Point-based annotation data:
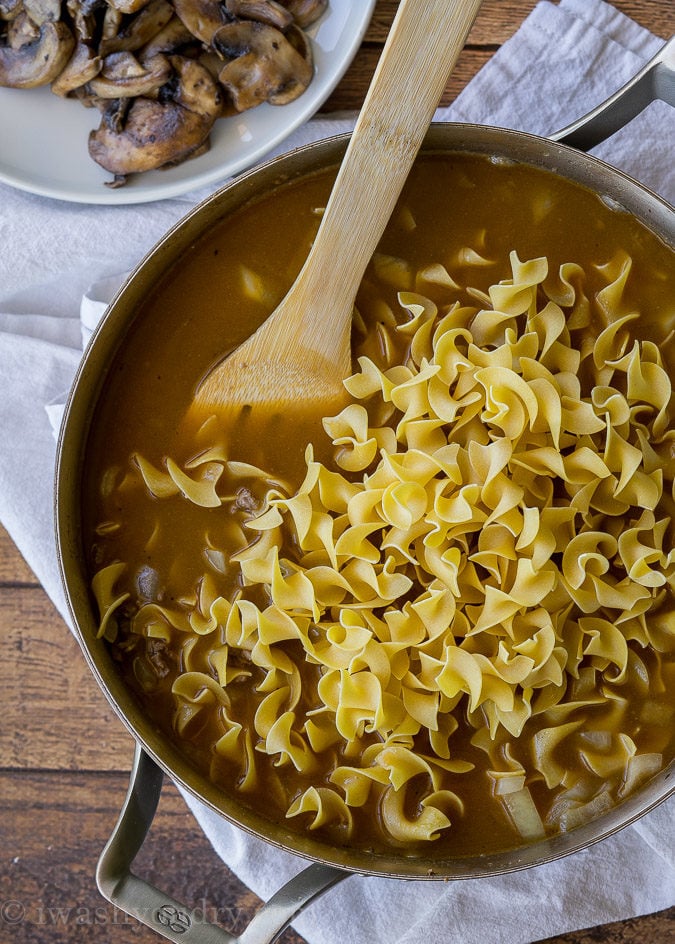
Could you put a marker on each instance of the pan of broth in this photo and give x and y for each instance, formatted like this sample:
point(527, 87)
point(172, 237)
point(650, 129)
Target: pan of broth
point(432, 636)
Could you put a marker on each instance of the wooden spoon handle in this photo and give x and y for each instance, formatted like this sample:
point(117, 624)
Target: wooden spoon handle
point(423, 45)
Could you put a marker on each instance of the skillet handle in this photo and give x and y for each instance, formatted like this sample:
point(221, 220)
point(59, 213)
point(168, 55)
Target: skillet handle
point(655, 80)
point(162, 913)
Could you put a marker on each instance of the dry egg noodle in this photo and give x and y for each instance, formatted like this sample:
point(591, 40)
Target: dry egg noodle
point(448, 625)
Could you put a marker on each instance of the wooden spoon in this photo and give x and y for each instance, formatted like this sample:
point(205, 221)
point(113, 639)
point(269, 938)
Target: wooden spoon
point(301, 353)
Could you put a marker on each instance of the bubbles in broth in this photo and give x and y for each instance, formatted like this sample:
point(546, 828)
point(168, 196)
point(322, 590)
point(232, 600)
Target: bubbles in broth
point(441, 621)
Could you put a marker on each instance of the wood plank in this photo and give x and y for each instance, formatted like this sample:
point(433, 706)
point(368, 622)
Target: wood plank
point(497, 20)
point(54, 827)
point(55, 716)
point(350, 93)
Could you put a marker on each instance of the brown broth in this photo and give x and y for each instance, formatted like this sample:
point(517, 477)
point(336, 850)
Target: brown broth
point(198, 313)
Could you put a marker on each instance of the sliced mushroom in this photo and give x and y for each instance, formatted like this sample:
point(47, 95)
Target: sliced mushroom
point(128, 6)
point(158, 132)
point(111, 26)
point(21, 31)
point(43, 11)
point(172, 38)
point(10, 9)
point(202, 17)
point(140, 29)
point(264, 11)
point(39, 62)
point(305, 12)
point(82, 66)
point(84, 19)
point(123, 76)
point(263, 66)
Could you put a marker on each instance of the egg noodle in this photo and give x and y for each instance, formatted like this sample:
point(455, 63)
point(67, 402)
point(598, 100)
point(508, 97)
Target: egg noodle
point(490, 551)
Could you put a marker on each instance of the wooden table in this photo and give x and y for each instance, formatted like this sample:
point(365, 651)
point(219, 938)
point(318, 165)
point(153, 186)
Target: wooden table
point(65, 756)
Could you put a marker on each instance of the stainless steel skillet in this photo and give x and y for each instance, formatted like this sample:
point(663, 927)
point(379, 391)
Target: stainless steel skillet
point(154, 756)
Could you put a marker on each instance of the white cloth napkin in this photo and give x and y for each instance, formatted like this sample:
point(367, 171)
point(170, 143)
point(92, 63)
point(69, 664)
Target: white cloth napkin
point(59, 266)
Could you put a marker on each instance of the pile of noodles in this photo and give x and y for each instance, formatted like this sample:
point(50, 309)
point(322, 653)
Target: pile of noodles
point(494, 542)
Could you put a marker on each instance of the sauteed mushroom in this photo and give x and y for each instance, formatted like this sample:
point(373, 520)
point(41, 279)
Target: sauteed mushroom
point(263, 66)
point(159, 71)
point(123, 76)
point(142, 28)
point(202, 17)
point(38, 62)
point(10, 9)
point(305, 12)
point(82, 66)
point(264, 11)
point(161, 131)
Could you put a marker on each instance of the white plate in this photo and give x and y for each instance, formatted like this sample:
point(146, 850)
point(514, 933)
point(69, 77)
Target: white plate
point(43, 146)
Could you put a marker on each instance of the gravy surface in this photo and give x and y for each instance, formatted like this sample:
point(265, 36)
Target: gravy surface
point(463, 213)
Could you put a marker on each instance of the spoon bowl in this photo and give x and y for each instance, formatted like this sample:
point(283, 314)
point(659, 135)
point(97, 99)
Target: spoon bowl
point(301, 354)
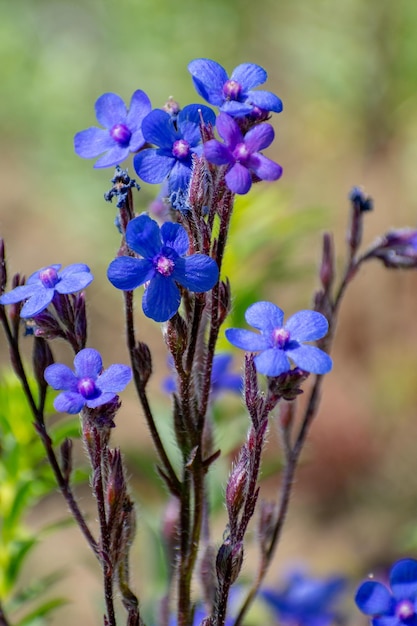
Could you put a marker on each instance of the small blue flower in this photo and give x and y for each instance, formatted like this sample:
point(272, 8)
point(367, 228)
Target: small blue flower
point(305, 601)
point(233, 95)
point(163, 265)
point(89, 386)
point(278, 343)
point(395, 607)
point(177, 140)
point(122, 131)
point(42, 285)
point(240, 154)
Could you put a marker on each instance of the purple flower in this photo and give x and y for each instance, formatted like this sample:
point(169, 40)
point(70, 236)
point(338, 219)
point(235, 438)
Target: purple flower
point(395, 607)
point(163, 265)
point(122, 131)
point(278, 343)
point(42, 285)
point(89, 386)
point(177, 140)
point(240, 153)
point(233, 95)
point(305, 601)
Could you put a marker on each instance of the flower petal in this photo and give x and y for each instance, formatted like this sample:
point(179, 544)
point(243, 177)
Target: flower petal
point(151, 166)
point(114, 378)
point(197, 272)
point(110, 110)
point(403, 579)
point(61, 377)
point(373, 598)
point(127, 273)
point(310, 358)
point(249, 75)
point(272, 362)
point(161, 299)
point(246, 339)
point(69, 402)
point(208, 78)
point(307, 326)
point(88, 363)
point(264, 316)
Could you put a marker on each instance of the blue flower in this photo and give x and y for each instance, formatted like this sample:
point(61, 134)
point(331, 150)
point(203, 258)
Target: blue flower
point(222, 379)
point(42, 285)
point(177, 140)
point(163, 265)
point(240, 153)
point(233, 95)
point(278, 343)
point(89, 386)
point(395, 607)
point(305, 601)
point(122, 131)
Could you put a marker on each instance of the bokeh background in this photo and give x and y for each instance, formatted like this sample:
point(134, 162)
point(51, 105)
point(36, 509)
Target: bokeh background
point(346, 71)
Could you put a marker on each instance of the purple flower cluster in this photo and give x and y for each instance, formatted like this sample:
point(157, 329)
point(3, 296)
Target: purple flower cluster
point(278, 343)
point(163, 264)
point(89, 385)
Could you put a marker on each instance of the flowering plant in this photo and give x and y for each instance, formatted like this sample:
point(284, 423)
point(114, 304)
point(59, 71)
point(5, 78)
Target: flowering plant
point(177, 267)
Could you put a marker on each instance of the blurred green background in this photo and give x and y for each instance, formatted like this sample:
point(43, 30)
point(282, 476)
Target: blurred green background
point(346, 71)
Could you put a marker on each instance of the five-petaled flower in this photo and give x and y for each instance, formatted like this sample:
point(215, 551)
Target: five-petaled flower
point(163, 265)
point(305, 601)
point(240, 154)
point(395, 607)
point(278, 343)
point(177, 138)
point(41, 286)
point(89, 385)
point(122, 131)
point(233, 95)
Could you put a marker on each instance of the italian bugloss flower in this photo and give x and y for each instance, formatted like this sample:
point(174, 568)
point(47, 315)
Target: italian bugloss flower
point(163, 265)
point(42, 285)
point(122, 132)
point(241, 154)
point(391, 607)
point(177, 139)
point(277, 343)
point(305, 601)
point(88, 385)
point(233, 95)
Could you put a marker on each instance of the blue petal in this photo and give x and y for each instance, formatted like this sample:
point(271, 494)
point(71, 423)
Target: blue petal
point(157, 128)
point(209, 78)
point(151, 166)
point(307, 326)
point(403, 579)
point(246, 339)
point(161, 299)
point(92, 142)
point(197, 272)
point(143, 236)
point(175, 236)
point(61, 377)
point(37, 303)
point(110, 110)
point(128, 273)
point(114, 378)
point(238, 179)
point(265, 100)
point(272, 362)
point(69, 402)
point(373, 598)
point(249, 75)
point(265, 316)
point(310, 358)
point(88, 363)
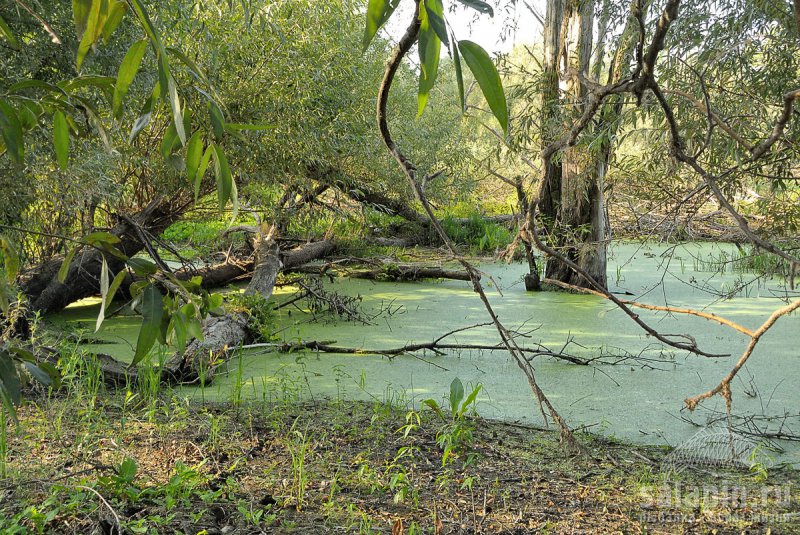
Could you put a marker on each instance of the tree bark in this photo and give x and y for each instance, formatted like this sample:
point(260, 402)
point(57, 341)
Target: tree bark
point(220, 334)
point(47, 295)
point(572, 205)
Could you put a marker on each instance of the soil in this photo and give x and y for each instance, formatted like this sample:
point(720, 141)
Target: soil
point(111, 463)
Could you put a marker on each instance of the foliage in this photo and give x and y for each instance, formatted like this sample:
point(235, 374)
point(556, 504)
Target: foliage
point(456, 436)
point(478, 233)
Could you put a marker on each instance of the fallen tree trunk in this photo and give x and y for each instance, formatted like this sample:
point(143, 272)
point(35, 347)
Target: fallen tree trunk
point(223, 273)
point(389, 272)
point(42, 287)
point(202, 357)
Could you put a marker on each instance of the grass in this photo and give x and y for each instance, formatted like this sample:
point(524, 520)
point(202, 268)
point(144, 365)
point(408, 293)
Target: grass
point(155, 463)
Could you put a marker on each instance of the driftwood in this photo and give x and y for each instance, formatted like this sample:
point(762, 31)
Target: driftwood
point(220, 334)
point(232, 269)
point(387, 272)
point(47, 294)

> WHAT IS EXPECTED:
Repeat word for word the stretch of the material from the line containing "Could you put a marker on each instance of the grass" through the end of the material.

> WRITTEN RESPONSE:
Could you put a marker on each instance of the grass in this photo and give x and y for each instance, formatted like this sample:
point(524, 520)
point(202, 268)
point(144, 365)
point(408, 293)
Target: grass
point(155, 463)
Could you put a marker on each instance of the driftwood in this photo and give x and y for each instance, formatted like this sample:
point(762, 31)
Target: driftwood
point(220, 334)
point(232, 269)
point(387, 272)
point(47, 294)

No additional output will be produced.